RECORDS SHOWN →
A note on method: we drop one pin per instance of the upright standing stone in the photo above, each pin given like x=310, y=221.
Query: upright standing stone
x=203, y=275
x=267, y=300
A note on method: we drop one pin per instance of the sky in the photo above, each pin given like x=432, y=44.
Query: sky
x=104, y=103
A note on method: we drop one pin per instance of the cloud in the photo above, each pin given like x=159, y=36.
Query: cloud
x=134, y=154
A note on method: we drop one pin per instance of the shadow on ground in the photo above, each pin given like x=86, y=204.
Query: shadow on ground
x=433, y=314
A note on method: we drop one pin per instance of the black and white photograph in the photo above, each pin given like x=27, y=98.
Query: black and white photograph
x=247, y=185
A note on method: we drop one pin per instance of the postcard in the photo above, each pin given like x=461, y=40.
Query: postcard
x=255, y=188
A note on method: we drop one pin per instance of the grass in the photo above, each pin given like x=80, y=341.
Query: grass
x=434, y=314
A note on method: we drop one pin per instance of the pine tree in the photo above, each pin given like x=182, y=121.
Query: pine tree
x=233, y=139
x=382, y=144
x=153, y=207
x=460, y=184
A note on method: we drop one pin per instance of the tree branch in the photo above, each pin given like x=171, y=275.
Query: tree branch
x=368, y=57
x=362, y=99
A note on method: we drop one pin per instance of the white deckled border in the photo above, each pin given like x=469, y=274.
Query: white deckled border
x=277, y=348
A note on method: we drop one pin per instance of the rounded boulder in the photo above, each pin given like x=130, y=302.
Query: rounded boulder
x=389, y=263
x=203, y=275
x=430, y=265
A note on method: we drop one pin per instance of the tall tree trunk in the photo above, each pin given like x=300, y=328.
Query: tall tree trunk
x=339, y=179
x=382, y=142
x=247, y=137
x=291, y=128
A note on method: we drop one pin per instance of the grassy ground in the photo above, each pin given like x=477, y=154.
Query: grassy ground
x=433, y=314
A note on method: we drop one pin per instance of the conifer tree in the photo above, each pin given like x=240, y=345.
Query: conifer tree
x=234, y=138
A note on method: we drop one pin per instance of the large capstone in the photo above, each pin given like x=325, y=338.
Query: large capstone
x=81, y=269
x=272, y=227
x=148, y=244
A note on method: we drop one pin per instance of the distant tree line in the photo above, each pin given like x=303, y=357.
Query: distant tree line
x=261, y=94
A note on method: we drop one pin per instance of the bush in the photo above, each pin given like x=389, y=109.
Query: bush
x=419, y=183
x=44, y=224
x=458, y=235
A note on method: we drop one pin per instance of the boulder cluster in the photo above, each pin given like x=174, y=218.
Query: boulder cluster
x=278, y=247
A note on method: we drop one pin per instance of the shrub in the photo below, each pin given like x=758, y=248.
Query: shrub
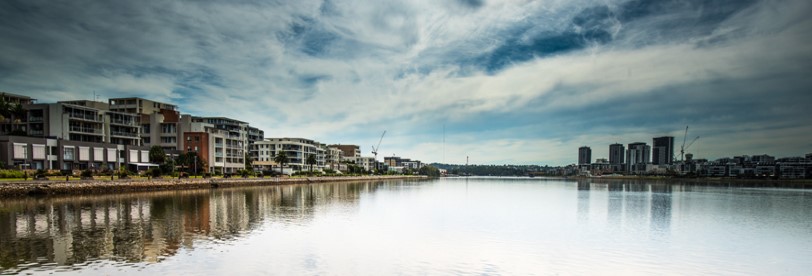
x=123, y=173
x=87, y=173
x=11, y=174
x=155, y=172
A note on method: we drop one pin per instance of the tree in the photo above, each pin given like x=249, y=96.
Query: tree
x=311, y=160
x=191, y=160
x=157, y=155
x=281, y=158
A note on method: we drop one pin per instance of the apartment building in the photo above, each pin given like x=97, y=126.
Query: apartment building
x=222, y=150
x=296, y=149
x=638, y=156
x=67, y=121
x=60, y=154
x=158, y=121
x=348, y=151
x=137, y=105
x=15, y=120
x=120, y=128
x=332, y=156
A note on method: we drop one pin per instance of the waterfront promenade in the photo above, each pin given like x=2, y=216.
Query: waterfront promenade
x=55, y=187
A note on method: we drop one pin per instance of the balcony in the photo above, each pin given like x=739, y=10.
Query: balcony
x=86, y=130
x=124, y=134
x=82, y=116
x=124, y=123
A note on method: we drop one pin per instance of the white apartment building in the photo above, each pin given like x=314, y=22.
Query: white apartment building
x=296, y=149
x=84, y=121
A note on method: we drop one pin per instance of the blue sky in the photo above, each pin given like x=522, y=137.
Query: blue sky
x=512, y=82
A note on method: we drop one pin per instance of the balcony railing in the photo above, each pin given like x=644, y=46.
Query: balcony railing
x=124, y=122
x=89, y=117
x=124, y=133
x=86, y=130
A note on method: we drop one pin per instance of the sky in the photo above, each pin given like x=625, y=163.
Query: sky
x=499, y=82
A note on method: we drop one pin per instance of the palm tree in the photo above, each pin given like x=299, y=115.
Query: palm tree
x=281, y=158
x=311, y=160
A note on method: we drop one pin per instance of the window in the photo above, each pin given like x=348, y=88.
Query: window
x=84, y=154
x=20, y=151
x=133, y=156
x=168, y=128
x=111, y=155
x=39, y=151
x=68, y=153
x=98, y=154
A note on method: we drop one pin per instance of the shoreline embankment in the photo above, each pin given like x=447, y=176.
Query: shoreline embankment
x=53, y=187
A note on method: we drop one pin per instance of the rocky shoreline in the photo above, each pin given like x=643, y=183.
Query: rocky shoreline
x=53, y=187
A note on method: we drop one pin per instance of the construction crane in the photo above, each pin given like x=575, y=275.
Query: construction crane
x=683, y=148
x=375, y=149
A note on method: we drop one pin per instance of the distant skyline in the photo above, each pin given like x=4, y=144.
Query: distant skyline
x=513, y=82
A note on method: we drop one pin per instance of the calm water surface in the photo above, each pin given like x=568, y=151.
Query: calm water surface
x=448, y=226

SET TASK →
Please retype all of the records above word for word, leaving the pictures out of your answer.

WRITTEN SOLUTION →
A note on method: we drop one pin per instance of the upright standing stone in the photo above, each pin given like x=310, y=221.
Query: upright standing stone
x=203, y=275
x=267, y=300
A note on method: we drop one pin per instance of the sky in the photo above, each pin given like x=432, y=44.
Query: sky
x=104, y=103
A note on method: we drop one pin per instance of the cloud in the photo above, each pin given like x=159, y=36.
Query: cloud
x=134, y=154
A note on method: we drop one pin per instance of the shadow on ground in the photo above, each pin given like x=86, y=204.
Query: shadow on ground
x=433, y=314
A note on method: we drop one pin per instance of the black and white photograph in the photo above, each pin given like x=27, y=98.
Query: black and white photograph
x=247, y=185
A note on method: we drop one pin per instance of the postcard in the photo above, each pin given like x=461, y=40.
Query: postcard
x=255, y=188
A note on method: we drop one pin per instance of the grass in the photo above, each pin given like x=80, y=341.
Query: grass
x=434, y=314
A note on method: we drop one pin per instance of the pine tree in the photo above, each pin given like x=182, y=121.
Query: pine tree
x=233, y=139
x=382, y=144
x=153, y=207
x=460, y=184
A note on method: we drop one pin per instance of the tree branch in the photo above, each pin given like x=171, y=275.
Query: tree branch
x=368, y=57
x=362, y=99
A note on method: we drop one pin per instance of the white deckled border in the photo above, each pin given like x=469, y=274.
Query: white deckled border
x=277, y=348
A note on method: we drop one pin per instance of the rounded boulder in the photo above, each pin given like x=130, y=302.
Query: rounded boulder
x=389, y=263
x=203, y=275
x=430, y=265
A note on method: we drop one pin per instance of the tall tree trunk in the photo above, each pin given like x=300, y=328.
Query: tall tree trunk
x=339, y=179
x=382, y=142
x=247, y=137
x=291, y=128
A note on method: we drop one pin per instance of the grassy ground in the photo above, each pin given like x=477, y=154.
Query: grassy ground
x=433, y=314
A note on method: we drop one pin per instance of the conifer tree in the photo above, each pin given like x=240, y=345.
Query: conifer tree
x=234, y=138
A note on method: we drop one pin per instance of the large capstone in the photo above, each pin given like x=325, y=338.
Query: large capstone
x=81, y=269
x=272, y=227
x=148, y=244
A note on method: we drop one pin per instance of the distant tree line in the photo above, each pin given like x=303, y=357.
Query: distant tree line
x=261, y=94
A note on method: we drop one pin per instance of the bush in the photo above, each pin given like x=389, y=109.
Query: bush
x=419, y=183
x=44, y=224
x=458, y=235
A note on method: we drop one pin per instance of the boulder cluster in the photo above, each pin given like x=174, y=218.
Query: boulder cluster
x=278, y=247
A note on method: we drop one pin per instance of the shrub in the photo below, each pin given like x=758, y=248.
Query: shrub
x=123, y=173
x=87, y=173
x=11, y=174
x=155, y=172
A note on method: we drop one pin per instance of the tree in the photo above, each pin given like x=249, y=96.
Query: tree
x=311, y=160
x=191, y=160
x=157, y=155
x=281, y=158
A note on method: we drop one pin per instance of the apartment building in the photo above, each pin given like x=97, y=126.
Query: apartment building
x=222, y=150
x=296, y=149
x=638, y=156
x=67, y=121
x=60, y=154
x=158, y=121
x=348, y=151
x=137, y=105
x=15, y=120
x=120, y=128
x=332, y=156
A note on method: we drop one pin per instance of the waterfront promenade in the photo above, each pin given like x=2, y=216.
Query: waterfront promenade
x=55, y=187
A note on method: we drop one pin per instance of the balcony in the photo above, each pin given like x=739, y=10.
Query: balcony
x=86, y=130
x=124, y=134
x=82, y=116
x=124, y=123
A note on method: we drop one pin per instance of the white apartment building in the photo above, each pin given like x=314, y=22.
Query: white apartment building
x=296, y=149
x=84, y=121
A note on method: we drop one pin per instance of the blue sky in the photo above, each pin given like x=522, y=137.
Query: blue sky
x=512, y=82
A note on method: we drop one pin per instance of the balcony railing in the photo above, each pin given like x=644, y=46.
Query: balcony railing
x=124, y=122
x=89, y=117
x=124, y=133
x=86, y=130
A note on method: we drop one pin per instance of the sky in the photo above, each pin given like x=625, y=163.
Query: sky
x=499, y=82
A note on method: we drop one pin per instance of the palm tree in the photo above, each pin given like x=299, y=115.
Query: palm tree
x=281, y=158
x=311, y=160
A note on method: we drop one pin per instance of the window in the photo above, each pin given like x=348, y=88.
Query: window
x=84, y=154
x=20, y=151
x=133, y=156
x=168, y=128
x=111, y=155
x=39, y=151
x=68, y=153
x=98, y=154
A note on method: we drop one pin per instance of the shoreline embankment in the photo above, each pin given like x=447, y=176.
Query: shoreline embankment
x=53, y=187
A note on method: we drop one pin per instance of the rocky shoreline in the photo above, each pin given like x=643, y=183.
Query: rocky shoreline
x=53, y=187
A note on method: we drop one pin per instance of the construction crane in the photo above, each pin given like x=575, y=275.
Query: construction crane
x=683, y=148
x=375, y=149
A note on method: we drop one pin per instance of the distant skyline in the photo above, each pin given like x=4, y=144.
Query: distant skyline
x=513, y=82
A note on method: we drop one pin per instance of the calm water surface in the photo above, each pin given like x=568, y=151.
Query: calm water surface
x=448, y=226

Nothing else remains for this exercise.